▶ _WHAT TO WORK ON_
Each record must be printed exactly as given.
(EXTRACTED INFORMATION)
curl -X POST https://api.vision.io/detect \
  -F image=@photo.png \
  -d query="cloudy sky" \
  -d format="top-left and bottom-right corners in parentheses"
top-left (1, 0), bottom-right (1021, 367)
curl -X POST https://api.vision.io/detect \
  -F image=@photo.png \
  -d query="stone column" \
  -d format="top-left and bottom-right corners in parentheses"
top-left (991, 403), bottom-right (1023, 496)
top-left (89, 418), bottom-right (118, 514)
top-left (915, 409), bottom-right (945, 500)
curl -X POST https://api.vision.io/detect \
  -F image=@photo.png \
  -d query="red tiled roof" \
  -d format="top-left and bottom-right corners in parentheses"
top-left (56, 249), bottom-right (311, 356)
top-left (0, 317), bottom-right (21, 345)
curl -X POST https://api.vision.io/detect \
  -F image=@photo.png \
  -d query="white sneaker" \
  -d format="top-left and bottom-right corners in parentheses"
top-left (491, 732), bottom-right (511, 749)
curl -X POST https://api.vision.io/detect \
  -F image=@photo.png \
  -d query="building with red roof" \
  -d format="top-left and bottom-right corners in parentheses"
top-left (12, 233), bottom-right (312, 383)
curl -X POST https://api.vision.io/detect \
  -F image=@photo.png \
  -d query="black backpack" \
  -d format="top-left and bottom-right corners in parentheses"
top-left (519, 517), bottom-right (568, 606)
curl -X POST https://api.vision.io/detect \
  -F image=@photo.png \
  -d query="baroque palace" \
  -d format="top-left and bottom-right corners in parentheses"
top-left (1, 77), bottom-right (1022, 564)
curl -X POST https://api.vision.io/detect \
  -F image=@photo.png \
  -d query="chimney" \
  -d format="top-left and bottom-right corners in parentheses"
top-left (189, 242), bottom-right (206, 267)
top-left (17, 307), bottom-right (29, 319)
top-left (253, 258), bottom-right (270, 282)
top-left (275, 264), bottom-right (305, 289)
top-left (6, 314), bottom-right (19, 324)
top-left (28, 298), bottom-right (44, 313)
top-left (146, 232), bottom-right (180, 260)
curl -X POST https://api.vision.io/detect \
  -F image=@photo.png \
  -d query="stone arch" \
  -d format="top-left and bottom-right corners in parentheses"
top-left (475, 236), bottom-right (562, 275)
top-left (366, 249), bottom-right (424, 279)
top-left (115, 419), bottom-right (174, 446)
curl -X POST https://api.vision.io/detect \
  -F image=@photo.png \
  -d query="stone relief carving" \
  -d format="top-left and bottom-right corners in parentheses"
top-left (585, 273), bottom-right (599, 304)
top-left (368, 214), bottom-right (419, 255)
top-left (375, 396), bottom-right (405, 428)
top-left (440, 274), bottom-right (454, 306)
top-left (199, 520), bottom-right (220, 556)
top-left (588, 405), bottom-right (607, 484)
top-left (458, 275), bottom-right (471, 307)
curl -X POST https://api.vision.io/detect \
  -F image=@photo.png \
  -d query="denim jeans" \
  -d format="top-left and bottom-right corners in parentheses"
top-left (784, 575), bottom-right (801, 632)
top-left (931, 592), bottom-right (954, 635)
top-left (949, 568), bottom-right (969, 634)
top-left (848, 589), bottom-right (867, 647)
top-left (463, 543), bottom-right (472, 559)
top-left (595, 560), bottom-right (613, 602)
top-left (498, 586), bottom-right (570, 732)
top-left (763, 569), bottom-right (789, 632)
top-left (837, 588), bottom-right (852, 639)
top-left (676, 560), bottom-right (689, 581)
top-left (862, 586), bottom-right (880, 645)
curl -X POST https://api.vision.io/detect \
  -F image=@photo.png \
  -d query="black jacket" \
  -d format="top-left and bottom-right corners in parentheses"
(End EXTRACTED INFORMATION)
▶ _TASK SOLUTION_
curl -X POST https://api.vision.io/detect \
  -F image=@photo.png \
  -d query="cloudy sky" \
  -d format="top-left and bottom-right corners in parentheses"
top-left (1, 0), bottom-right (1021, 367)
curl -X POST https://api.vision.io/detect \
  -F image=@photo.png \
  -d query="stone column" \
  -d format="top-left and bottom-right corners in parentheses"
top-left (991, 403), bottom-right (1023, 496)
top-left (89, 418), bottom-right (118, 514)
top-left (915, 409), bottom-right (945, 500)
curl -X POST https://api.vision.io/detect \
  -F image=@photo.png \
  -d query="red tiled roof" \
  -d format="top-left and bottom-right corners in parentheses"
top-left (56, 249), bottom-right (311, 356)
top-left (0, 317), bottom-right (21, 345)
curl -X POST https://api.vision.io/detect \
  -F image=@photo.png \
  -d query="white sneaker" \
  -d format="top-left and bottom-right corners in parentheses"
top-left (491, 732), bottom-right (511, 749)
curl -X POST https://api.vision.io/detect \
  -F image=@photo.png \
  -d query="building with red roof" \
  -d format="top-left and bottom-right corners in parentheses"
top-left (12, 233), bottom-right (312, 383)
curl -X POST https://api.vision.io/detect \
  -F image=@photo.png \
  -d query="black backpack" \
  -d format="top-left and bottom-right corners in parentheses"
top-left (519, 517), bottom-right (568, 606)
curl -X POST https://api.vision.io/detect \
  -F image=@photo.png \
  -d query="baroque palace" \
  -d format="top-left and bottom-right corners in parentheses"
top-left (1, 77), bottom-right (1022, 564)
curl -X POST https://api.vision.io/detect \
  -F image=@photo.png \
  -d query="chimney" \
  -d format="top-left and bottom-right corners in parentheses"
top-left (189, 242), bottom-right (206, 267)
top-left (17, 307), bottom-right (29, 319)
top-left (253, 258), bottom-right (270, 282)
top-left (275, 264), bottom-right (305, 289)
top-left (6, 314), bottom-right (19, 324)
top-left (28, 298), bottom-right (44, 313)
top-left (146, 232), bottom-right (180, 260)
curl -X POST https://api.vision.io/detect \
  -F image=@photo.png \
  -d query="stone arch" \
  -d format="top-left and bottom-right corners in parentheses"
top-left (475, 236), bottom-right (562, 275)
top-left (366, 249), bottom-right (424, 279)
top-left (115, 419), bottom-right (174, 446)
curl -X POST https://api.vision.io/detect \
  -F image=@photo.png \
  -d query="stone relief carving" \
  -d format="top-left and bottom-right corners in parentheses"
top-left (585, 273), bottom-right (599, 304)
top-left (368, 214), bottom-right (419, 255)
top-left (375, 396), bottom-right (405, 428)
top-left (440, 274), bottom-right (454, 306)
top-left (199, 520), bottom-right (220, 556)
top-left (588, 405), bottom-right (607, 484)
top-left (458, 275), bottom-right (471, 307)
curl -X POST https://api.vision.io/detect \
  -F image=@photo.png \
  -d query="denim jeans" \
  -d format="top-left and bottom-right corners in parentheses"
top-left (784, 575), bottom-right (801, 632)
top-left (931, 592), bottom-right (954, 635)
top-left (949, 568), bottom-right (969, 634)
top-left (848, 589), bottom-right (867, 647)
top-left (463, 543), bottom-right (472, 559)
top-left (595, 560), bottom-right (613, 602)
top-left (498, 586), bottom-right (570, 732)
top-left (763, 569), bottom-right (789, 632)
top-left (837, 588), bottom-right (852, 639)
top-left (676, 560), bottom-right (689, 581)
top-left (862, 586), bottom-right (880, 645)
curl -X POST https://api.vision.io/detect \
  -F image=@photo.png \
  -d query="black jacket" \
  -d format="top-left and bottom-right corners in parentheses"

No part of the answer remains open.